§ What is being asked
Without the pictures, copy all the entries below exactly.

§ Available records

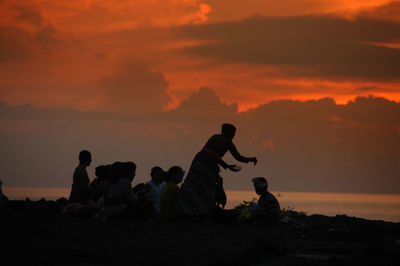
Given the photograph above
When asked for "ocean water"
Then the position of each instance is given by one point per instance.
(370, 206)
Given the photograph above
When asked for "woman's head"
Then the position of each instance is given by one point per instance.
(228, 130)
(129, 170)
(260, 185)
(85, 157)
(157, 174)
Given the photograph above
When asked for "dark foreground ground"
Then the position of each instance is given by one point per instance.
(35, 233)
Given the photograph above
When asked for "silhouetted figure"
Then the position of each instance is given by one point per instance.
(170, 192)
(3, 198)
(80, 185)
(154, 194)
(98, 188)
(198, 192)
(121, 197)
(267, 209)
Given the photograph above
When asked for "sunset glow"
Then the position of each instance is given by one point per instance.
(160, 75)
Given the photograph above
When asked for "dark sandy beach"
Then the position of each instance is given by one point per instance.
(34, 232)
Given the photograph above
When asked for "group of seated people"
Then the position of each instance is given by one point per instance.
(111, 195)
(111, 192)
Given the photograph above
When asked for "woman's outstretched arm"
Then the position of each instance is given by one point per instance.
(239, 157)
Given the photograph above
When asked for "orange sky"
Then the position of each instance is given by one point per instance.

§ Task result
Given the photograph above
When asked for "ocean water"
Then the position of each instance is given by one point per instance.
(370, 206)
Given the photograph above
When asked for "woman's head"
Then the position of each instance is given by one point per instance.
(228, 130)
(129, 170)
(260, 185)
(85, 157)
(157, 174)
Given the photograph above
When asked for "dark foreground ground"
Then the position of each instance is given by one point per instance.
(35, 233)
Given the photograph above
When asked for "silhouetted figure"
Then the position of each instance is given by one point per instance.
(170, 192)
(3, 198)
(80, 185)
(154, 194)
(98, 188)
(198, 192)
(121, 197)
(267, 209)
Given the photograph above
When asked for "sunset glow"
Then the position of each instance is given by one point per instance.
(160, 75)
Given the photograph above
When asked for "dark sandy beach"
Then the position of each instance is given by one point per instance.
(34, 232)
Given the photograph above
When asked for "group of seated people"
Then the position of each instance is given by one point per instance.
(111, 195)
(111, 192)
Given the photograph above
When asked for "woman's outstretched arm"
Then the position of each instance is given by one point per instance.
(239, 157)
Given the photograph above
When asked for "orange sky"
Then the position of each instance is given by one point per instance.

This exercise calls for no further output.